**Aim of the task**
The lines to find are those in the entries that hold the word "flag"; copy every one of them.

*** Block opens ***

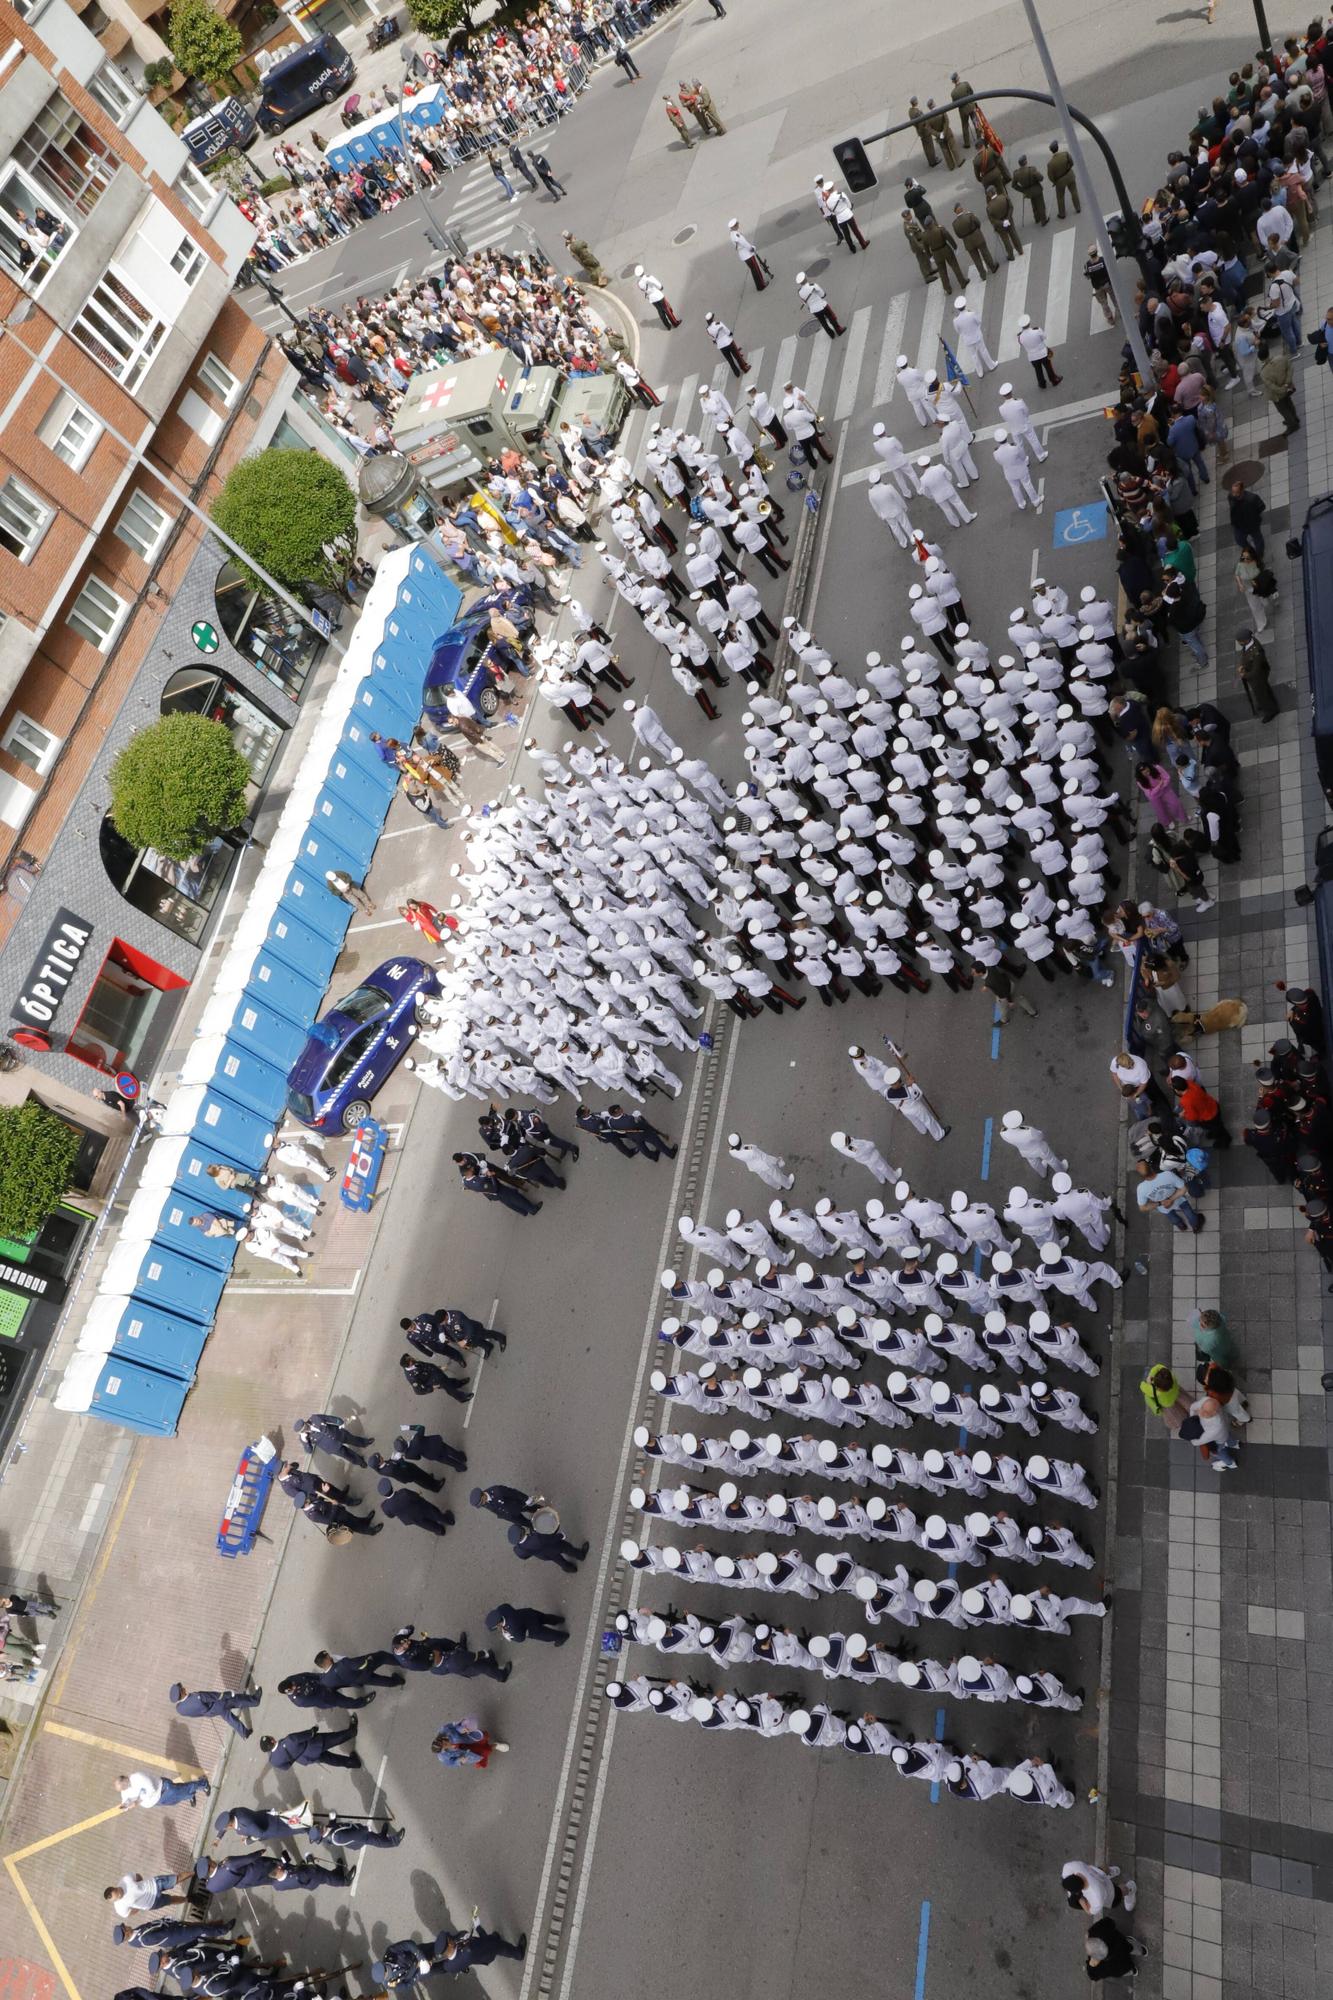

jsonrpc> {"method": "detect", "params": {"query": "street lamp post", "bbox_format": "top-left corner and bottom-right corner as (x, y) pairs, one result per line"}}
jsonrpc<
(252, 271), (303, 331)
(1016, 0), (1152, 381)
(395, 44), (447, 256)
(1, 307), (341, 658)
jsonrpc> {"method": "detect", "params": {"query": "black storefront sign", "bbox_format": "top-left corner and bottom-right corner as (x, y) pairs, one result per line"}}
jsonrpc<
(0, 1260), (63, 1301)
(11, 909), (94, 1027)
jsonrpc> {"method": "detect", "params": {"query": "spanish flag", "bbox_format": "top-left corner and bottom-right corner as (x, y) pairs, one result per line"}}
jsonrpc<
(974, 109), (1005, 155)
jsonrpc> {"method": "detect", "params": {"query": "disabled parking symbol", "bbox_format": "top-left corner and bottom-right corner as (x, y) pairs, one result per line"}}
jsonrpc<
(1052, 502), (1109, 548)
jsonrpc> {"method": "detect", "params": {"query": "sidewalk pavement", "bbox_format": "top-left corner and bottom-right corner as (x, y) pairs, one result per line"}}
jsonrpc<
(1105, 213), (1333, 2000)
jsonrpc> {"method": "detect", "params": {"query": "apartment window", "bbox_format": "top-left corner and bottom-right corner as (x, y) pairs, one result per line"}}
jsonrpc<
(1, 713), (59, 775)
(170, 237), (206, 286)
(67, 576), (127, 651)
(0, 163), (75, 286)
(39, 393), (101, 471)
(14, 97), (116, 218)
(72, 271), (165, 390)
(198, 353), (239, 406)
(0, 478), (51, 563)
(86, 64), (136, 127)
(115, 489), (169, 562)
(175, 161), (216, 221)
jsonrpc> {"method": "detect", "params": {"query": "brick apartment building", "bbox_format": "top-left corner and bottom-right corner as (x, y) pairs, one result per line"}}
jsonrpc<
(0, 0), (349, 1441)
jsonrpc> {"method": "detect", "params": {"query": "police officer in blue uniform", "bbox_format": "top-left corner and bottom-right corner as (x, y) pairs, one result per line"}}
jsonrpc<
(377, 1479), (456, 1536)
(293, 1412), (372, 1468)
(169, 1683), (262, 1740)
(278, 1670), (376, 1712)
(485, 1603), (570, 1646)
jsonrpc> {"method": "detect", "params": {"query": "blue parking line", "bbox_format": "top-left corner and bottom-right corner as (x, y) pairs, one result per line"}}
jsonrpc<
(990, 999), (1003, 1062)
(979, 1114), (993, 1184)
(914, 1900), (932, 2000)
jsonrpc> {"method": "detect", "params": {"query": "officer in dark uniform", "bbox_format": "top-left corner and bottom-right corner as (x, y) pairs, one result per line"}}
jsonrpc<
(470, 1482), (539, 1527)
(507, 1522), (589, 1571)
(1303, 1195), (1333, 1280)
(308, 1815), (406, 1852)
(279, 1462), (346, 1507)
(951, 201), (996, 275)
(453, 1151), (542, 1216)
(369, 1943), (425, 1990)
(113, 1917), (233, 1952)
(1285, 985), (1326, 1055)
(302, 1491), (382, 1537)
(278, 1670), (375, 1712)
(1011, 154), (1048, 225)
(442, 1305), (507, 1354)
(486, 1602), (570, 1645)
(293, 1412), (371, 1468)
(397, 1422), (468, 1470)
(433, 1925), (527, 1971)
(518, 1105), (579, 1159)
(605, 1106), (678, 1159)
(369, 1448), (445, 1493)
(973, 144), (1009, 197)
(429, 1633), (510, 1682)
(399, 1354), (473, 1403)
(399, 1311), (468, 1367)
(925, 98), (960, 169)
(986, 185), (1023, 260)
(266, 1856), (350, 1892)
(259, 1722), (361, 1770)
(312, 1647), (404, 1690)
(903, 176), (936, 227)
(169, 1684), (261, 1741)
(1047, 140), (1080, 216)
(212, 1807), (299, 1843)
(576, 1103), (630, 1153)
(907, 95), (937, 167)
(195, 1852), (282, 1895)
(508, 1138), (567, 1189)
(950, 71), (980, 147)
(377, 1479), (456, 1536)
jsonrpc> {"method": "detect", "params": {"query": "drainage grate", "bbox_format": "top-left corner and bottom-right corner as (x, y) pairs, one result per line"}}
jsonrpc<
(672, 223), (697, 244)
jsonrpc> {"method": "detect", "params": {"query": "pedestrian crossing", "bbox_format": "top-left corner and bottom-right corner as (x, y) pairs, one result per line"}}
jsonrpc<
(448, 157), (531, 250)
(635, 221), (1121, 494)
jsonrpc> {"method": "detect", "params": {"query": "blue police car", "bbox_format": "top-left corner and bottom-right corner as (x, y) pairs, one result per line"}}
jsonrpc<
(285, 957), (437, 1131)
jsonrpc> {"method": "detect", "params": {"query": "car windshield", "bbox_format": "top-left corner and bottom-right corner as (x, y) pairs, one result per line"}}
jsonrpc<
(287, 1090), (316, 1122)
(336, 983), (390, 1026)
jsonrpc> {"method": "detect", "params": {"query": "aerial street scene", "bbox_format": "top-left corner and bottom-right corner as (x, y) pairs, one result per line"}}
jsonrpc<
(0, 0), (1327, 1994)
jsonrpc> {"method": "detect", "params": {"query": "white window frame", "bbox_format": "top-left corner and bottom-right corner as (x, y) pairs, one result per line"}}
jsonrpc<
(175, 161), (218, 222)
(87, 64), (137, 129)
(39, 391), (101, 472)
(1, 711), (59, 775)
(198, 352), (239, 407)
(71, 268), (166, 390)
(0, 159), (78, 291)
(0, 475), (52, 563)
(114, 488), (169, 562)
(66, 575), (128, 652)
(170, 237), (206, 286)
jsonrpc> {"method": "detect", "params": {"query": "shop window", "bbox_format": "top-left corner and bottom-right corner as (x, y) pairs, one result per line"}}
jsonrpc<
(160, 665), (283, 786)
(66, 939), (187, 1076)
(99, 814), (234, 947)
(214, 558), (321, 702)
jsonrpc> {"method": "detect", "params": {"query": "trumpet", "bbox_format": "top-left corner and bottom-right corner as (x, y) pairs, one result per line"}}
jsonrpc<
(755, 496), (773, 516)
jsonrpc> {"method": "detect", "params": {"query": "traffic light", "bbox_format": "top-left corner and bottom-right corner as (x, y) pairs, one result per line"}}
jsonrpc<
(1106, 210), (1143, 260)
(833, 136), (877, 195)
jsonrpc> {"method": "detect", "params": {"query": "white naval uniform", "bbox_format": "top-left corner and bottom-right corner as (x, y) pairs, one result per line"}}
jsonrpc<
(729, 1139), (794, 1190)
(998, 1119), (1067, 1177)
(831, 1132), (901, 1184)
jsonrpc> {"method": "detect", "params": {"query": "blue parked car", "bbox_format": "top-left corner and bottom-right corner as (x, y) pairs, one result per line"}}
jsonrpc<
(285, 957), (437, 1131)
(422, 610), (506, 725)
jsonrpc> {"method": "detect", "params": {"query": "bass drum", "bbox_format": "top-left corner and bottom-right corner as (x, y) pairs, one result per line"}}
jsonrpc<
(530, 1505), (560, 1536)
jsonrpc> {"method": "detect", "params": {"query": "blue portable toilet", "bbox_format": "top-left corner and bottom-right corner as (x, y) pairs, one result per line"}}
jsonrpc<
(265, 905), (343, 990)
(138, 1135), (255, 1220)
(332, 720), (399, 802)
(102, 1234), (230, 1320)
(348, 666), (419, 740)
(80, 1294), (212, 1381)
(181, 1032), (289, 1123)
(296, 816), (375, 888)
(320, 748), (391, 831)
(119, 1184), (242, 1276)
(279, 865), (354, 950)
(55, 1350), (191, 1435)
(161, 1081), (275, 1170)
(197, 987), (312, 1072)
(237, 943), (331, 1028)
(309, 787), (379, 872)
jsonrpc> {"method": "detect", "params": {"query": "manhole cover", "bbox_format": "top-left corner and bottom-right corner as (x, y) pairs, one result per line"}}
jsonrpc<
(672, 224), (697, 245)
(804, 256), (831, 278)
(775, 209), (802, 227)
(1229, 458), (1264, 488)
(796, 319), (819, 339)
(619, 262), (639, 279)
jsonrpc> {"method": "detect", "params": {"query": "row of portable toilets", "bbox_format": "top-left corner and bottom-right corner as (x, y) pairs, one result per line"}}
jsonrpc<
(54, 545), (462, 1436)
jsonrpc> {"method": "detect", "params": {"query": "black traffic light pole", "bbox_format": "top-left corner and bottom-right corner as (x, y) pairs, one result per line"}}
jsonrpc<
(850, 89), (1157, 289)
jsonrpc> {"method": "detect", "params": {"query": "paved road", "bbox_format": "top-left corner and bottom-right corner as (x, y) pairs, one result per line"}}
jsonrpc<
(31, 4), (1271, 1996)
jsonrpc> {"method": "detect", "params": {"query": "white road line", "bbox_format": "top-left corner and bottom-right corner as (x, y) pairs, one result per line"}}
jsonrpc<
(554, 1021), (745, 2000)
(697, 361), (729, 444)
(349, 1750), (390, 1895)
(516, 1031), (715, 2000)
(996, 254), (1031, 361)
(914, 283), (945, 377)
(802, 333), (832, 418)
(461, 1293), (500, 1429)
(670, 371), (698, 432)
(767, 333), (798, 406)
(348, 916), (412, 933)
(834, 306), (872, 422)
(1044, 226), (1076, 350)
(378, 823), (434, 840)
(228, 1272), (363, 1295)
(1090, 294), (1118, 336)
(873, 292), (910, 406)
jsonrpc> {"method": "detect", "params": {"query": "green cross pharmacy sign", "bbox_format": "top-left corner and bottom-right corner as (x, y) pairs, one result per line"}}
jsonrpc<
(191, 620), (220, 655)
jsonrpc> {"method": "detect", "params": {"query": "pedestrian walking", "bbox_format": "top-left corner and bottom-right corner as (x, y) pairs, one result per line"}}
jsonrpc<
(612, 42), (640, 81)
(116, 1770), (210, 1811)
(486, 149), (517, 202)
(508, 142), (538, 191)
(378, 1480), (457, 1535)
(1084, 245), (1116, 323)
(1085, 1918), (1148, 1982)
(259, 1723), (361, 1771)
(529, 150), (566, 199)
(1063, 1861), (1137, 1915)
(169, 1684), (261, 1741)
(1236, 628), (1279, 722)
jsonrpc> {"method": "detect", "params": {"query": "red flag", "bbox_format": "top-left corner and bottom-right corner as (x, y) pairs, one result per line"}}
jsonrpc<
(975, 109), (1004, 155)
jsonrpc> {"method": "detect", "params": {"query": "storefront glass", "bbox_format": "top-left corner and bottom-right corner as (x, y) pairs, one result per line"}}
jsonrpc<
(160, 666), (283, 786)
(65, 939), (188, 1076)
(99, 815), (233, 945)
(214, 559), (322, 701)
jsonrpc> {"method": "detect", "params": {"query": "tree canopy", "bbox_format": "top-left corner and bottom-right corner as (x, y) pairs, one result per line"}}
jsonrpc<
(109, 713), (251, 863)
(404, 0), (472, 37)
(167, 0), (244, 85)
(0, 1102), (79, 1239)
(211, 447), (358, 595)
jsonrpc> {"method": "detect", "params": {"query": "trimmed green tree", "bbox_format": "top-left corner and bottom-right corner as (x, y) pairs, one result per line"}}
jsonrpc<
(109, 713), (251, 863)
(404, 0), (472, 38)
(211, 448), (357, 595)
(0, 1102), (79, 1238)
(167, 0), (244, 86)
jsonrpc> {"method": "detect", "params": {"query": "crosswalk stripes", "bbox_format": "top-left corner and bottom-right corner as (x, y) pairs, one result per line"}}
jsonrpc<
(996, 254), (1032, 362)
(833, 305), (872, 423)
(873, 293), (909, 407)
(669, 372), (698, 433)
(1044, 227), (1076, 350)
(914, 283), (945, 377)
(802, 332), (832, 419)
(767, 334), (798, 409)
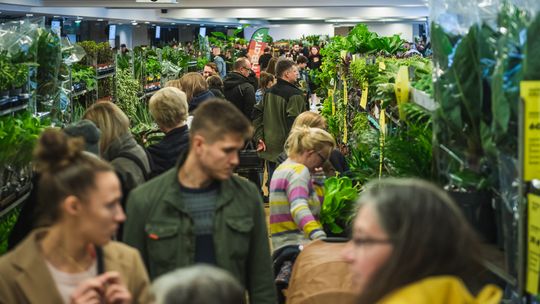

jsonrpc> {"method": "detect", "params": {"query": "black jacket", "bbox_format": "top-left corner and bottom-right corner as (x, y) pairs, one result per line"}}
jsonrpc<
(147, 125), (190, 176)
(223, 72), (256, 119)
(189, 90), (215, 113)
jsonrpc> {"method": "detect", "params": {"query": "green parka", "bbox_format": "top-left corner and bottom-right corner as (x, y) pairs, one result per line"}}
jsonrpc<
(253, 78), (306, 162)
(123, 156), (276, 304)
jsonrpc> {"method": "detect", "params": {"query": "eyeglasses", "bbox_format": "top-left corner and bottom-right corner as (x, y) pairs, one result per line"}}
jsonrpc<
(352, 237), (392, 247)
(315, 151), (328, 164)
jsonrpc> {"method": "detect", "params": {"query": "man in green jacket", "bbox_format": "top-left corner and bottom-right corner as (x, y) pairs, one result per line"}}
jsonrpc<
(123, 99), (276, 304)
(253, 58), (306, 183)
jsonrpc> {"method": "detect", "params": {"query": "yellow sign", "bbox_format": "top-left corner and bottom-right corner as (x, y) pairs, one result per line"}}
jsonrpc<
(395, 65), (410, 120)
(521, 81), (540, 181)
(379, 109), (386, 178)
(343, 78), (348, 143)
(343, 78), (348, 105)
(527, 193), (540, 295)
(360, 82), (369, 109)
(379, 109), (387, 135)
(379, 61), (386, 71)
(328, 89), (335, 115)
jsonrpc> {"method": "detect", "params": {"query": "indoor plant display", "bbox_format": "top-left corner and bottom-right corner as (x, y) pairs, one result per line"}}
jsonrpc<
(0, 51), (15, 98)
(320, 176), (359, 237)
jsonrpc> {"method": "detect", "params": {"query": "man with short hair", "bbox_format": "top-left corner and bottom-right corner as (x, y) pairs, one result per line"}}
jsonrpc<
(212, 47), (227, 78)
(223, 57), (257, 119)
(253, 59), (306, 182)
(124, 99), (276, 304)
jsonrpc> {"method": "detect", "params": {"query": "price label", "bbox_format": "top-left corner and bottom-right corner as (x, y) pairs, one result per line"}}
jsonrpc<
(360, 82), (368, 109)
(521, 81), (540, 181)
(527, 193), (540, 295)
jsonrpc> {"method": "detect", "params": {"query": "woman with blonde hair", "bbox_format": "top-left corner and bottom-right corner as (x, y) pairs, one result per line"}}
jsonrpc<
(147, 87), (190, 175)
(269, 126), (336, 251)
(277, 111), (348, 175)
(178, 72), (215, 112)
(0, 129), (151, 303)
(83, 102), (151, 194)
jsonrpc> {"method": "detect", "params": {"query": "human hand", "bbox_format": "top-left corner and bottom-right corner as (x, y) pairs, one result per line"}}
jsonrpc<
(256, 139), (266, 152)
(102, 272), (132, 304)
(70, 276), (105, 304)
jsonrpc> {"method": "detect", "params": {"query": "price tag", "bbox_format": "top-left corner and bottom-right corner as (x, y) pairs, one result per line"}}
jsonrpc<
(395, 65), (410, 119)
(379, 61), (386, 71)
(527, 193), (540, 295)
(360, 82), (369, 109)
(379, 109), (387, 135)
(521, 81), (540, 181)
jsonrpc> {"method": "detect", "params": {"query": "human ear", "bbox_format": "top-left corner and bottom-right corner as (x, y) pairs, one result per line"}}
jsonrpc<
(62, 195), (83, 216)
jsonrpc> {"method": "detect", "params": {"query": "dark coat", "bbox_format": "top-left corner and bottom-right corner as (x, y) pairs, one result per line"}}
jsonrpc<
(223, 72), (256, 119)
(189, 90), (215, 113)
(146, 125), (190, 176)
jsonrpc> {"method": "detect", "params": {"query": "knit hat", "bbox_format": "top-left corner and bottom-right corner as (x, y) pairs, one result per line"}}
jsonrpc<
(63, 119), (101, 155)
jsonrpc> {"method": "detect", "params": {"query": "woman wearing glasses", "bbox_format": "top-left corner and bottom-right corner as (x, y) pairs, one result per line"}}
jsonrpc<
(341, 178), (502, 304)
(0, 129), (150, 303)
(269, 126), (336, 251)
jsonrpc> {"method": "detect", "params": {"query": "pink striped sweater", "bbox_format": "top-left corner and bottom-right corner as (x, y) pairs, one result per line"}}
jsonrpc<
(269, 159), (326, 250)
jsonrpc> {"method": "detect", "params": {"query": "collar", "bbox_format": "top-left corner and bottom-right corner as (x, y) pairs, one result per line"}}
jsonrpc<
(162, 152), (234, 213)
(277, 77), (298, 88)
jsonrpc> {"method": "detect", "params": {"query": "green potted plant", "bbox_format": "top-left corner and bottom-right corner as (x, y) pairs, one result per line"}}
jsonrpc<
(11, 64), (29, 95)
(0, 52), (15, 99)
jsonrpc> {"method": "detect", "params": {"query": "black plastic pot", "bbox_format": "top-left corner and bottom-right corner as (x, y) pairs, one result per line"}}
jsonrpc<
(0, 90), (8, 99)
(447, 190), (497, 244)
(10, 87), (22, 96)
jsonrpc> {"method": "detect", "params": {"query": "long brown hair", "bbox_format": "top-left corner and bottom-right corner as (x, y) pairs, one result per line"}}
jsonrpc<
(83, 102), (130, 157)
(355, 178), (484, 304)
(265, 57), (278, 75)
(178, 72), (208, 103)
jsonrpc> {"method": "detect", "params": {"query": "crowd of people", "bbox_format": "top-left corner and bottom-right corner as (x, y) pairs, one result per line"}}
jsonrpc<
(0, 38), (496, 304)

*** Block closes ***

**Response below**
jsonrpc> {"method": "detect", "params": {"query": "spanish flag", "bbox_format": "top-left corner and bottom-right corner as (x, y) pairs, one result per line"}}
jsonrpc> {"method": "detect", "params": {"query": "red flag", "bbox_format": "top-left corner and bottom-right corner as (x, y) pairs, one result per line"}}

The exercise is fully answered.